■ **What is required**: Convert every line of the material below into a JSON list of strings, one string per line, omitting blank lines. Leave the pictures out of the list.

■ **Entries from an annotation dataset**:
_ _ _ _

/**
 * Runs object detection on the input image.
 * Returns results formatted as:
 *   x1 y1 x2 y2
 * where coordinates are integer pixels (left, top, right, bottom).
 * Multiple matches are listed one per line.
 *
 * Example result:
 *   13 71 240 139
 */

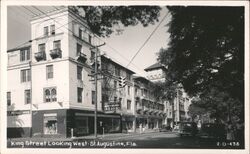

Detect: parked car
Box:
198 123 226 140
159 125 172 132
178 122 198 137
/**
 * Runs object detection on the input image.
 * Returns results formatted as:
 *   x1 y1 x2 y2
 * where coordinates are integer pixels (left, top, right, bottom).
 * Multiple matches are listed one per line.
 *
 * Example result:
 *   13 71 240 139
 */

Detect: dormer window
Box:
20 49 30 61
79 28 82 39
50 25 55 35
43 26 49 36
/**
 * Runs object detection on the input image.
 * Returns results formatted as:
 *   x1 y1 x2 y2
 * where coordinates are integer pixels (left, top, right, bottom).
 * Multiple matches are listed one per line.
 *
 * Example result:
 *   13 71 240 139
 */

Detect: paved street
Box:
8 132 244 149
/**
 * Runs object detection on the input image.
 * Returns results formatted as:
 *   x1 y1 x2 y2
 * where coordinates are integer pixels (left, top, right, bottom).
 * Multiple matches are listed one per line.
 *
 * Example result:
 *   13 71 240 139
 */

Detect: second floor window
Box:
44 87 57 103
7 92 11 106
43 26 49 36
46 65 53 79
76 43 82 55
115 67 121 76
128 86 130 95
77 88 83 103
90 51 95 62
92 91 96 104
21 69 31 82
79 28 82 39
127 100 131 110
20 49 30 61
38 43 45 52
50 25 55 35
77 66 82 80
89 35 92 44
53 40 61 49
126 72 131 81
114 80 117 89
24 89 31 104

_ _ _ _

■ **Result of this task**:
[
  "/**",
  " * Runs object detection on the input image.",
  " * Returns results formatted as:",
  " *   x1 y1 x2 y2",
  " * where coordinates are integer pixels (left, top, right, bottom).",
  " * Multiple matches are listed one per line.",
  " *",
  " * Example result:",
  " *   13 71 240 139",
  " */",
  "Detect: parked car",
  "Box:",
  "198 123 226 140",
  "159 125 172 132",
  "178 122 198 137",
  "/**",
  " * Runs object detection on the input image.",
  " * Returns results formatted as:",
  " *   x1 y1 x2 y2",
  " * where coordinates are integer pixels (left, top, right, bottom).",
  " * Multiple matches are listed one per line.",
  " *",
  " * Example result:",
  " *   13 71 240 139",
  " */",
  "Detect: dormer window",
  "Box:",
  "20 49 30 61",
  "79 28 82 39",
  "50 25 55 35",
  "43 26 49 36",
  "/**",
  " * Runs object detection on the input image.",
  " * Returns results formatted as:",
  " *   x1 y1 x2 y2",
  " * where coordinates are integer pixels (left, top, right, bottom).",
  " * Multiple matches are listed one per line.",
  " *",
  " * Example result:",
  " *   13 71 240 139",
  " */",
  "Detect: paved street",
  "Box:",
  "8 132 244 149",
  "/**",
  " * Runs object detection on the input image.",
  " * Returns results formatted as:",
  " *   x1 y1 x2 y2",
  " * where coordinates are integer pixels (left, top, right, bottom).",
  " * Multiple matches are listed one per line.",
  " *",
  " * Example result:",
  " *   13 71 240 139",
  " */",
  "Detect: second floor window",
  "Box:",
  "44 87 57 103",
  "7 92 11 106",
  "43 26 49 36",
  "46 65 53 79",
  "76 43 82 55",
  "115 67 121 76",
  "128 86 130 95",
  "77 88 83 103",
  "90 51 95 62",
  "92 91 96 104",
  "21 69 31 82",
  "79 28 82 39",
  "127 100 131 110",
  "20 49 30 61",
  "38 43 45 52",
  "50 25 55 35",
  "77 66 82 80",
  "89 35 92 44",
  "53 40 61 49",
  "126 72 131 81",
  "114 80 117 89",
  "24 89 31 104"
]